[start of PROVIDED RECORDS]

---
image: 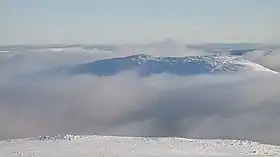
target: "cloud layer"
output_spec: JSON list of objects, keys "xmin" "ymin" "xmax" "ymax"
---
[{"xmin": 0, "ymin": 43, "xmax": 280, "ymax": 144}]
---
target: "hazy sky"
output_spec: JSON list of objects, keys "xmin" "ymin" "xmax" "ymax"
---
[{"xmin": 0, "ymin": 0, "xmax": 280, "ymax": 45}]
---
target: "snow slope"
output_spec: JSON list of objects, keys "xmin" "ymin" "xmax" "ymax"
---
[
  {"xmin": 0, "ymin": 135, "xmax": 280, "ymax": 157},
  {"xmin": 68, "ymin": 54, "xmax": 276, "ymax": 76}
]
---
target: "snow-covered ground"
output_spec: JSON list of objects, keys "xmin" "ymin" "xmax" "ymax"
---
[{"xmin": 0, "ymin": 135, "xmax": 280, "ymax": 157}]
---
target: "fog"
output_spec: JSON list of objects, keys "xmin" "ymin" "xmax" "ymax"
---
[{"xmin": 0, "ymin": 43, "xmax": 280, "ymax": 144}]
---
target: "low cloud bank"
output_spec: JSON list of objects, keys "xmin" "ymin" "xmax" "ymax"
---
[{"xmin": 0, "ymin": 43, "xmax": 280, "ymax": 144}]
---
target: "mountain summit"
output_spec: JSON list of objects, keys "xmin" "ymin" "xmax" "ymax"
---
[{"xmin": 67, "ymin": 54, "xmax": 277, "ymax": 76}]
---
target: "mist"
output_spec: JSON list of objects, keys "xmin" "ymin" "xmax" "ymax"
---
[{"xmin": 0, "ymin": 42, "xmax": 280, "ymax": 144}]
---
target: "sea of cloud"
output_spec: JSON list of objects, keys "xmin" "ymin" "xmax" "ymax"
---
[{"xmin": 0, "ymin": 42, "xmax": 280, "ymax": 144}]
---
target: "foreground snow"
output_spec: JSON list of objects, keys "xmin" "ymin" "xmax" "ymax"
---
[{"xmin": 0, "ymin": 135, "xmax": 280, "ymax": 157}]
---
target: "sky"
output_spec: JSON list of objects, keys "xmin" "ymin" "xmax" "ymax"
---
[{"xmin": 0, "ymin": 0, "xmax": 280, "ymax": 45}]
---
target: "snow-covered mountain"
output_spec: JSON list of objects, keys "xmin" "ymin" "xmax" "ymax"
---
[
  {"xmin": 66, "ymin": 54, "xmax": 276, "ymax": 76},
  {"xmin": 0, "ymin": 135, "xmax": 280, "ymax": 157}
]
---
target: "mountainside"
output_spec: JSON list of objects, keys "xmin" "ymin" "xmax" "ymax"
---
[
  {"xmin": 0, "ymin": 135, "xmax": 280, "ymax": 157},
  {"xmin": 64, "ymin": 54, "xmax": 276, "ymax": 76}
]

[end of PROVIDED RECORDS]

**DIRECTIVE:**
Which lines in the records above contain the word "covered"? Show each of them in full.

**RESULT OF THIS EXERCISE:**
target: "snow-covered ground"
target: "snow-covered mountain"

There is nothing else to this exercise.